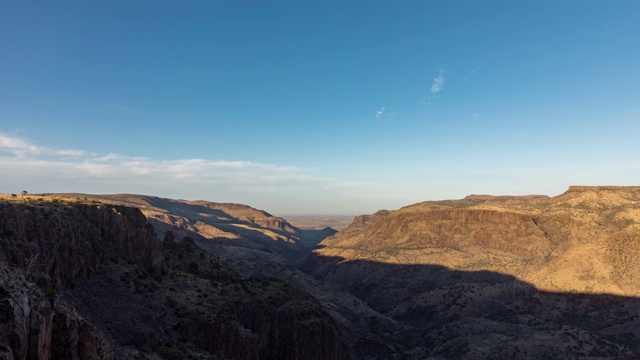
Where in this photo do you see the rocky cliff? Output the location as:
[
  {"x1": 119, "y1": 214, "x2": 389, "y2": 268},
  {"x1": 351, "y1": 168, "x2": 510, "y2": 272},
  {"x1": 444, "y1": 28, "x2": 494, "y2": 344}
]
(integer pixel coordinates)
[
  {"x1": 0, "y1": 197, "x2": 352, "y2": 359},
  {"x1": 300, "y1": 187, "x2": 640, "y2": 359}
]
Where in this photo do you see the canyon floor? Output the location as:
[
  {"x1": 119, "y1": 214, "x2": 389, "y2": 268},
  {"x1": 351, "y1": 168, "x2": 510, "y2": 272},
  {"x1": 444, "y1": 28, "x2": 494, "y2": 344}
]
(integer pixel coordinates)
[{"x1": 0, "y1": 186, "x2": 640, "y2": 359}]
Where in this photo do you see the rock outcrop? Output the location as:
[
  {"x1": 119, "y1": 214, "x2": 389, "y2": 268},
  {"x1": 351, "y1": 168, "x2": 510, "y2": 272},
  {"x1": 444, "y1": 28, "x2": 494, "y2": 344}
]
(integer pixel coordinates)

◆ ◆ ◆ ◆ ◆ ◆ ◆

_THE EXERCISE_
Rewrite every row above with "Output the location as" changed to "Give the location as" and everything else left as it is. Leave the pictures out.

_EXERCISE OUTPUT_
Where in this photo do you see the rocky cliff? Give the location as:
[
  {"x1": 119, "y1": 214, "x2": 389, "y2": 268},
  {"x1": 351, "y1": 168, "x2": 510, "y2": 272},
  {"x1": 444, "y1": 28, "x2": 494, "y2": 344}
]
(integer pixel coordinates)
[
  {"x1": 0, "y1": 197, "x2": 352, "y2": 359},
  {"x1": 300, "y1": 187, "x2": 640, "y2": 359}
]
Where in this photo do you see the canyon floor? Give the location as:
[
  {"x1": 119, "y1": 214, "x2": 389, "y2": 268},
  {"x1": 351, "y1": 168, "x2": 510, "y2": 272},
  {"x1": 444, "y1": 28, "x2": 494, "y2": 344}
]
(integer pixel coordinates)
[{"x1": 0, "y1": 186, "x2": 640, "y2": 359}]
Where in this photo do you see the rock outcrop? Give the location as:
[
  {"x1": 119, "y1": 214, "x2": 389, "y2": 268},
  {"x1": 351, "y1": 168, "x2": 510, "y2": 272},
  {"x1": 444, "y1": 28, "x2": 494, "y2": 344}
]
(integer pixel coordinates)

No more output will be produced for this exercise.